After barreling through a detailed explanation of her neuroscience research — throwing a “remyelination” here and an “endogenous oligodendrocyte” there — senior Hayley Strasburger casually mentions, “Oh, I came in as a history major.”
Strasburger is now a neuroscience major, and for the past three and a half years, she has intently studied multiple sclerosis (MS) in the Calabresi lab at the Johns Hopkins medical campus. She never would have started research (or even neuroscience in the first place) if it hadn’t been for Professor Stewart Hendry’s “Introduction to Neuroscience” course she took during her freshman fall.
After taking just a single class, neuroscience had her hooked. Eager to dive in, Strasburger began to look for research opportunities the following spring. Despite the breadth of neuroscience research available to her, she knew what she wanted to study: multiple sclerosis.
“My grandmother had MS, so I’d always known about it, but I didn’t really understand what it was until this neuroscience class,” Strasburger said.
So, Hendry guided her to the Calabresi lab, which explores how the immune system interacts with the central nervous system (the brain and spinal cord) in MS patients.
Through her work in the Calabresi lab, Strasburger began to expand her knowledge about MS and how it affects the nervous system. Everything happening right now in the human body — blinking, breathing and reading this article — is thanks to neurons. These cells link together to send signals throughout your body and are the core component of the central nervous system.
Each neuron has one axon, a long extension that branches off and connects with other nerve cells. The wire-like axon rapidly sends chemical and electrical signals, but not without the help of myelin, a fatty insulating material that forms a ‘sheath’ around the axon. In MS patients, the myelin coating is damaged, and the cells that make it, oligodendrocytes, are killed off by the patient’s own immune system.

........

INSTRUCTIONS FOR THE TASK:
Reproduce the article above about Hayley Strasburger's multiple sclerosis research word for word, from start to finish.

........

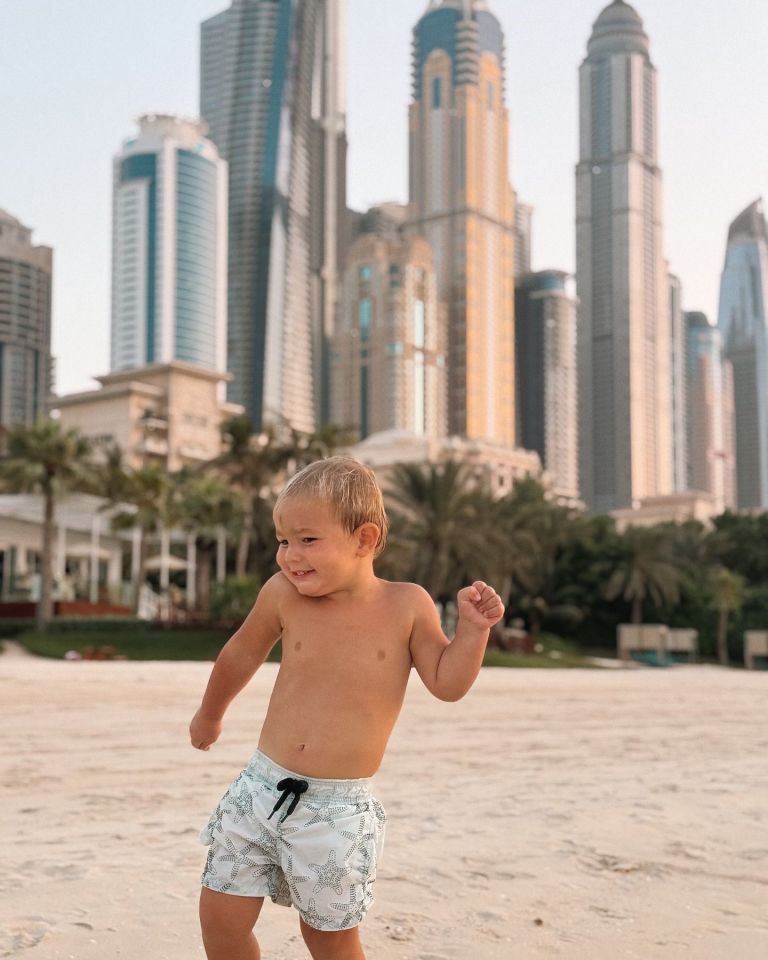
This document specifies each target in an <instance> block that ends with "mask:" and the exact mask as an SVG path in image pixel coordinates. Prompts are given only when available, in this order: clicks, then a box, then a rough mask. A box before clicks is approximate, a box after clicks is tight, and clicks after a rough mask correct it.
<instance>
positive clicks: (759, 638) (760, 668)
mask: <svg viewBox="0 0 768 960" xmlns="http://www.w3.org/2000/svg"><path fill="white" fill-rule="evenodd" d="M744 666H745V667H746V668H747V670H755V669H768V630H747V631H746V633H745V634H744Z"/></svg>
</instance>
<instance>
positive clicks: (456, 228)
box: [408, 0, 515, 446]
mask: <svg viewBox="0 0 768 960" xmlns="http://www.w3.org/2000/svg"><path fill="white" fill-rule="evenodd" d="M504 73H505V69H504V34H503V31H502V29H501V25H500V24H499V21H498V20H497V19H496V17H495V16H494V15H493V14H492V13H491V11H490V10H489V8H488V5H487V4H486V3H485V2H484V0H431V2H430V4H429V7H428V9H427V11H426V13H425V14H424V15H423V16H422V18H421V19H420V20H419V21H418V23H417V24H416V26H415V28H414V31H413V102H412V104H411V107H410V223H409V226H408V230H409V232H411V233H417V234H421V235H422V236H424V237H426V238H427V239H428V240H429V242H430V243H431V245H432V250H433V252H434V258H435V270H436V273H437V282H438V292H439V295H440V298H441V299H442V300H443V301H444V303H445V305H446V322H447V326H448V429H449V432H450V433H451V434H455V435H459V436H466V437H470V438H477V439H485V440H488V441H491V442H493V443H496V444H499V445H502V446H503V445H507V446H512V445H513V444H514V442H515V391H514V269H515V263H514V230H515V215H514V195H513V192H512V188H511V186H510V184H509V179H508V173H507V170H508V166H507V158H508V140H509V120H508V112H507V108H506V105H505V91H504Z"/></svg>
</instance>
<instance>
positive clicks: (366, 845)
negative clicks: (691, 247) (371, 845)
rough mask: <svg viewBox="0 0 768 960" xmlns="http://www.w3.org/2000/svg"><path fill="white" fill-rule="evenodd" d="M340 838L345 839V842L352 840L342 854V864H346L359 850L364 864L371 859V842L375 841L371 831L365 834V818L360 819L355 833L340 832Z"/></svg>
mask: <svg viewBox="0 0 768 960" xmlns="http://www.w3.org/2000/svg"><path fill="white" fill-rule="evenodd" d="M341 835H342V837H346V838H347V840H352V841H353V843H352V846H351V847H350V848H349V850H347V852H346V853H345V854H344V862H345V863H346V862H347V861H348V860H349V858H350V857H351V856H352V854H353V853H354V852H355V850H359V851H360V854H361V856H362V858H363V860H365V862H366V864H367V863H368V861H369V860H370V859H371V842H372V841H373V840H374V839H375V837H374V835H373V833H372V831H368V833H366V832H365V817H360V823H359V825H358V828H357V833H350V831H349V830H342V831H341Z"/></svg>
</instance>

........

SOLVED EXERCISE:
After barreling through a detailed explanation of her neuroscience research — throwing a “remyelination” here and an “endogenous oligodendrocyte” there — senior Hayley Strasburger casually mentions, “Oh, I came in as a history major.”
Strasburger is now a neuroscience major, and for the past three and a half years, she has intently studied multiple sclerosis (MS) in the Calabresi lab at the Johns Hopkins medical campus. She never would have started research (or even neuroscience in the first place) if it hadn’t been for Professor Stewart Hendry’s “Introduction to Neuroscience” course she took during her freshman fall.
After taking just a single class, neuroscience had her hooked. Eager to dive in, Strasburger began to look for research opportunities the following spring. Despite the breadth of neuroscience research available to her, she knew what she wanted to study: multiple sclerosis.
“My grandmother had MS, so I’d always known about it, but I didn’t really understand what it was until this neuroscience class,” Strasburger said.
So, Hendry guided her to the Calabresi lab, which explores how the immune system interacts with the central nervous system (the brain and spinal cord) in MS patients.
Through her work in the Calabresi lab, Strasburger began to expand her knowledge about MS and how it affects the nervous system. Everything happening right now in the human body — blinking, breathing and reading this article — is thanks to neurons. These cells link together to send signals throughout your body and are the core component of the central nervous system.
Each neuron has one axon, a long extension that branches off and connects with other nerve cells. The wire-like axon rapidly sends chemical and electrical signals, but not without the help of myelin, a fatty insulating material that forms a ‘sheath’ around the axon. In MS patients, the myelin coating is damaged, and the cells that make it, oligodendrocytes, are killed off by the patient’s own immune system.